(Dataset rows)
__________

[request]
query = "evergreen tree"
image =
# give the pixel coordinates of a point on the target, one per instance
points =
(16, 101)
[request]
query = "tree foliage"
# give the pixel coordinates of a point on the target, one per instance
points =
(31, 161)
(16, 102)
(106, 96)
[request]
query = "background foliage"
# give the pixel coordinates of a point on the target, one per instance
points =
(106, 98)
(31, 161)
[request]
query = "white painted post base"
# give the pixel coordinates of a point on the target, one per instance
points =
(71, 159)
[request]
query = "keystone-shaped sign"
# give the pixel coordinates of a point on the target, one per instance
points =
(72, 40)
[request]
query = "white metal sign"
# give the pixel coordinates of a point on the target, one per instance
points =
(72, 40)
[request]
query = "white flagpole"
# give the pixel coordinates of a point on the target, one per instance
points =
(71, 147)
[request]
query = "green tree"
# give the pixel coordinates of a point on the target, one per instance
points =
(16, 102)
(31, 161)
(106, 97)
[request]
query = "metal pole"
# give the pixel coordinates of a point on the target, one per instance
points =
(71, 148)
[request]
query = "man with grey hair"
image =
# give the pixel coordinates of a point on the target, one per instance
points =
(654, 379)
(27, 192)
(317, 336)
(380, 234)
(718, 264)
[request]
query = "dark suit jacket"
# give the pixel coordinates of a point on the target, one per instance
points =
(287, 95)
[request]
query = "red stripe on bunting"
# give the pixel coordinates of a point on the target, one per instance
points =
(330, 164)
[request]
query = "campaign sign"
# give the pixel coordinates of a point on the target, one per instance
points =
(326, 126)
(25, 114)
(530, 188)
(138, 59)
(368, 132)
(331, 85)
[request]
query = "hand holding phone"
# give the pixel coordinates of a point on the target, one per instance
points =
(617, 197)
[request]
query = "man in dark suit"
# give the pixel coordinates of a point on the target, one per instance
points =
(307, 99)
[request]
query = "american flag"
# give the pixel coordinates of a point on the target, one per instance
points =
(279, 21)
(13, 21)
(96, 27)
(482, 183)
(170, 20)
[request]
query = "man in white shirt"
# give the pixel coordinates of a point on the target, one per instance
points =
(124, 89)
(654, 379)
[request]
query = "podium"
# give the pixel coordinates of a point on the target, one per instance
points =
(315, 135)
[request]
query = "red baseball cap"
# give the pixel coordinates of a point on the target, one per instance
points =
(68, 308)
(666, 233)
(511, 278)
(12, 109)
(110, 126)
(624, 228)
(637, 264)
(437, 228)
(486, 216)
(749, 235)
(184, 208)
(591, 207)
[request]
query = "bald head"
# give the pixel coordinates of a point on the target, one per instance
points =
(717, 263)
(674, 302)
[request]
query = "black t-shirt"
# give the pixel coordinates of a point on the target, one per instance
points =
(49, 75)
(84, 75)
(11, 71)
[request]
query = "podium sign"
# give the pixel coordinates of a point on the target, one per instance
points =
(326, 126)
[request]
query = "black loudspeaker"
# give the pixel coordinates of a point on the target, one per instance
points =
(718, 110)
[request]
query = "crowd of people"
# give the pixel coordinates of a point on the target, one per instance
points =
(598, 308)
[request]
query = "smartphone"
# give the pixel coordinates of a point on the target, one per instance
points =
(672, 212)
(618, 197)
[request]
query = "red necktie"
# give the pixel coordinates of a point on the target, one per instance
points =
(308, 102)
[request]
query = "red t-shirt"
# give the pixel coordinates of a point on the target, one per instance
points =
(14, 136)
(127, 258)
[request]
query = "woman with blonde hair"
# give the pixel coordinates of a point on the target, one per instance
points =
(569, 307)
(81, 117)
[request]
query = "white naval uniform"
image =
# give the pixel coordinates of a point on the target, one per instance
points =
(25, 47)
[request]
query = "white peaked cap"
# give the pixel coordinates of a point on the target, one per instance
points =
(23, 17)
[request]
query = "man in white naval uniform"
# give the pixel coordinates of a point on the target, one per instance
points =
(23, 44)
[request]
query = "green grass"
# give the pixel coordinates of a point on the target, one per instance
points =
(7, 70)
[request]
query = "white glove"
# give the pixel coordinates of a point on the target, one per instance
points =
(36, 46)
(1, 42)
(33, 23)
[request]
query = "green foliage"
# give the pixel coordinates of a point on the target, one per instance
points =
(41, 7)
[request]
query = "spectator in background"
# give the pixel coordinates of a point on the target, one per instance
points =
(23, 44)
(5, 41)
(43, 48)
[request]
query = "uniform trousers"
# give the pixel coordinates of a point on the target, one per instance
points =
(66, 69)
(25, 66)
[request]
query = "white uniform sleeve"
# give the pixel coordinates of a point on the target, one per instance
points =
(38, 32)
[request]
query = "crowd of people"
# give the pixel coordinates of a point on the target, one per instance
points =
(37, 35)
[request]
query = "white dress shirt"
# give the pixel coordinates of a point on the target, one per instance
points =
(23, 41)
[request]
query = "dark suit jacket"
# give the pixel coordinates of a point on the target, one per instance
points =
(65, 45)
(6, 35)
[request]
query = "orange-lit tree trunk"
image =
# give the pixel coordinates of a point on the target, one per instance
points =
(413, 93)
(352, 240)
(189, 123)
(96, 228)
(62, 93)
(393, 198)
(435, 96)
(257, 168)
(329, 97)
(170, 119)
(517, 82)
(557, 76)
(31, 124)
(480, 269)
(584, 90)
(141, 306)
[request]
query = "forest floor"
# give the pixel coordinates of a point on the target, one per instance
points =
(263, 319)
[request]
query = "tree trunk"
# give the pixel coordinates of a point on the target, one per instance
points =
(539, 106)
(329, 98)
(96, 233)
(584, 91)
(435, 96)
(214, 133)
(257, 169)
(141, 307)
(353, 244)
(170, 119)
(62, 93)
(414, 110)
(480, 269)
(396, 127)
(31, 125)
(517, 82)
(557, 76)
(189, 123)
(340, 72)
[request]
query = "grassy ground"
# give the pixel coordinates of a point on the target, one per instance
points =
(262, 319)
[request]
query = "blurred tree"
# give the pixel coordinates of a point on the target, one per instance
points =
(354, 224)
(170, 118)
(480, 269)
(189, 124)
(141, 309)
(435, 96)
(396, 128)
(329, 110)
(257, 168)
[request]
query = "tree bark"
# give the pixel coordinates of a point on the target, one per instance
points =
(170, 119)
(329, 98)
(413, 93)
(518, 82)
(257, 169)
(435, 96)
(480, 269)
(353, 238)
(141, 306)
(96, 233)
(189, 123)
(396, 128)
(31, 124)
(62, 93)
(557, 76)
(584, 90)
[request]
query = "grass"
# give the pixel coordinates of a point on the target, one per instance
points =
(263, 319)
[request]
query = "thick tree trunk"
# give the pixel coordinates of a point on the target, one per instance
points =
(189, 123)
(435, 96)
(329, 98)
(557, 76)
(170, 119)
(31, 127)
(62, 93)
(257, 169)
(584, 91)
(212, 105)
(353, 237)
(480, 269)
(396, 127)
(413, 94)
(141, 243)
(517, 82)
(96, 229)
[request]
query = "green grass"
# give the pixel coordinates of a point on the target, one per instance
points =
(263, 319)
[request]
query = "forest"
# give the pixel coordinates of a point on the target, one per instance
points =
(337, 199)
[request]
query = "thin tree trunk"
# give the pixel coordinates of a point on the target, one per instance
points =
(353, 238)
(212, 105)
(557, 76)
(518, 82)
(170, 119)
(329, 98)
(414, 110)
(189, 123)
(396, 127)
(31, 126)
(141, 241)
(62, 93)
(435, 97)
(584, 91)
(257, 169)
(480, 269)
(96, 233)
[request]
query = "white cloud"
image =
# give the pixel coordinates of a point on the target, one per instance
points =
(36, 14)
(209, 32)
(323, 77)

__________

Every record above needs to be repeated word for word.

[request]
query = "evergreen tree"
image =
# give the pixel coordinates of a point on the target, one per instance
points =
(16, 101)
[request]
query = "tree foliage"
# give the pixel coordinates of a point on the target, one per instance
points =
(31, 161)
(16, 102)
(106, 96)
[request]
query = "background foliage"
# give the pixel coordinates of a point on the target, one per instance
points =
(106, 98)
(31, 161)
[request]
query = "white painted post base"
# give the pixel coordinates of a point on the target, one per instance
points =
(71, 159)
[request]
query = "keystone-shaped sign"
# give the pixel coordinates of a point on the target, one per instance
points =
(72, 40)
[request]
query = "white metal sign"
# give the pixel coordinates of a point on the target, one per instance
points =
(72, 40)
[request]
query = "white flagpole"
# give the pixel coordinates of a point on the target, one per instance
points =
(71, 147)
[request]
query = "green tree"
# give the pixel coordinates of a point on the target, one per instance
points =
(16, 102)
(31, 161)
(106, 97)
[request]
query = "metal pole"
# give the pixel coordinates of a point on the target, one per instance
points =
(71, 148)
[request]
query = "man with grey hair"
image =
# give the pixel coordinates of a point on the target, one per instance
points =
(654, 379)
(27, 192)
(317, 336)
(380, 234)
(718, 264)
[request]
query = "dark suit jacket"
# give the pixel coordinates of a point on the target, one per instance
points =
(287, 95)
[request]
query = "red stripe on bunting"
# give the pixel coordinates of a point on the target, one per instance
points =
(330, 164)
[request]
query = "campaign sign"
# give the pixel coordinates of a point on the target, one per instance
points =
(326, 126)
(25, 114)
(530, 188)
(138, 59)
(368, 132)
(331, 85)
[request]
query = "hand holding phone"
# give the pixel coordinates of a point on the target, one per instance
points =
(617, 197)
[request]
query = "man in dark suit"
# give the pixel coordinates of a point on the target, one per instance
points =
(307, 99)
[request]
query = "american flag"
# give the pixel coordinates of a point on the target, one per instance
points =
(279, 21)
(13, 21)
(96, 27)
(482, 183)
(170, 20)
[request]
query = "man in white shirt"
# give the pixel coordinates of a point on the target, one per instance
points =
(124, 89)
(654, 379)
[request]
query = "podium"
# give the pixel coordinates of a point on the target, one per instance
points =
(315, 135)
[request]
query = "red baseball cap"
# give the pixel coordinates of a point on the target, one per instance
points =
(68, 308)
(666, 233)
(511, 278)
(12, 109)
(110, 126)
(624, 228)
(637, 264)
(437, 228)
(486, 216)
(749, 235)
(184, 208)
(591, 207)
[request]
query = "bald head"
# give the pixel coordinates of a point on the target, one per instance
points =
(717, 263)
(674, 302)
[request]
query = "black t-shirt"
# give the pixel coordinates of a point on the target, one per instance
points =
(49, 75)
(84, 75)
(11, 71)
[request]
query = "podium sign"
# give the pixel coordinates of a point on the target, one per instance
points =
(326, 126)
[request]
query = "black loudspeaker"
# give the pixel coordinates of a point on the target, one per instance
points =
(718, 110)
[request]
query = "crowd of people"
# give the pixel coordinates of a point on the target, one per instance
points =
(598, 308)
[request]
query = "smartphone"
# give the pixel coordinates of a point on the target, one per instance
points =
(672, 212)
(618, 197)
[request]
query = "red necktie"
# give the pixel coordinates of a point on the target, one per instance
points =
(308, 102)
[request]
query = "red t-shirt"
# give the pixel coordinates of a point on the target, one per instance
points =
(14, 136)
(127, 258)
[request]
query = "woman with blonde hair"
# give the pixel coordinates of a point on the target, one per instance
points =
(569, 307)
(81, 117)
[request]
query = "white naval uniform"
image =
# give the pixel coordinates of a point on the target, one per instance
points =
(25, 47)
[request]
query = "white peaked cap"
# give the pixel coordinates of a point on the target, one per instance
points =
(23, 17)
[request]
query = "man in white naval uniform"
# give the pixel coordinates of a point on the target, one per instance
points =
(23, 44)
[request]
query = "green grass"
# give the pixel coordinates of a point on the target, one per instance
points =
(7, 70)
[request]
query = "white glove"
# give the pixel coordinates of a point on the target, one per instance
points =
(36, 46)
(1, 42)
(33, 23)
[request]
query = "green foliage"
# give the pixel coordinates of a point on the target, one per instance
points =
(41, 7)
[request]
query = "spectator in background"
# give the pixel coordinates of a point on the target, one per instance
points =
(23, 44)
(5, 41)
(43, 48)
[request]
query = "uniform trousers"
# give the pixel coordinates of a point on the target, one per instance
points =
(66, 69)
(25, 66)
[request]
query = "white uniform sleeve"
# give the pixel coordinates of a point on the target, one per instance
points =
(38, 32)
[request]
query = "crowd of people"
# give the pixel coordinates of a point on the target, one per instance
points =
(37, 35)
[request]
query = "white dress shirt"
# give the pixel coordinates of a point on the target, one per instance
points =
(23, 41)
[request]
query = "dark suit jacket"
# give the pixel coordinates of a point on the target, one per instance
points =
(65, 45)
(6, 35)
[request]
query = "orange-lit tree trunk"
image =
# give the pixel coordinates of a point on the target, one per instance
points =
(413, 93)
(352, 240)
(189, 123)
(96, 228)
(62, 93)
(393, 198)
(435, 96)
(257, 168)
(329, 97)
(170, 119)
(517, 82)
(557, 76)
(31, 124)
(480, 269)
(584, 90)
(141, 306)
[request]
query = "forest floor"
# give the pixel coordinates of a point on the target, one per instance
points =
(263, 319)
[request]
query = "tree trunk"
# give the pixel coordinates of a point on the target, one per instance
points =
(539, 106)
(329, 98)
(96, 233)
(584, 91)
(435, 96)
(214, 133)
(257, 169)
(141, 307)
(353, 244)
(170, 119)
(62, 93)
(414, 110)
(480, 269)
(396, 127)
(31, 125)
(517, 82)
(557, 76)
(189, 123)
(340, 72)
[request]
query = "grassy ground"
# give the pixel coordinates of a point on the target, one per instance
points =
(262, 319)
[request]
query = "blurred tree"
# give the pixel coordinates of a point on the target, one per instance
points =
(354, 224)
(170, 118)
(480, 269)
(189, 124)
(141, 309)
(435, 96)
(396, 128)
(329, 110)
(257, 168)
[request]
query = "tree bark"
# give the pixel coordinates of a point on the target, one per instance
points =
(170, 119)
(329, 98)
(413, 93)
(518, 82)
(257, 169)
(435, 96)
(480, 269)
(353, 238)
(141, 306)
(96, 233)
(189, 123)
(396, 128)
(31, 124)
(62, 93)
(557, 76)
(584, 90)
[request]
query = "grass"
# give the pixel coordinates of a point on the target, one per instance
points =
(263, 319)
[request]
query = "thick tree trunk"
# give the pixel coordinates of a point on the target, one per instance
points =
(189, 123)
(435, 96)
(329, 98)
(557, 76)
(170, 119)
(31, 127)
(62, 93)
(257, 169)
(584, 91)
(212, 105)
(353, 237)
(480, 269)
(396, 127)
(413, 94)
(141, 243)
(517, 82)
(96, 229)
[request]
query = "green grass"
# give the pixel coordinates of a point on the target, one per instance
points =
(263, 319)
[request]
query = "forest"
# give the pixel coordinates of a point on the target, one per instance
points =
(337, 199)
[request]
query = "thin tree trunk"
# give the pixel coordinates of a point on the target, one per instance
points =
(353, 238)
(212, 105)
(557, 76)
(518, 82)
(170, 119)
(329, 98)
(414, 110)
(189, 123)
(396, 127)
(31, 126)
(141, 241)
(62, 93)
(435, 97)
(584, 91)
(257, 169)
(480, 269)
(96, 233)
[request]
query = "white cloud"
image =
# give the pixel coordinates of a point on the target, one per instance
points =
(36, 14)
(209, 32)
(323, 77)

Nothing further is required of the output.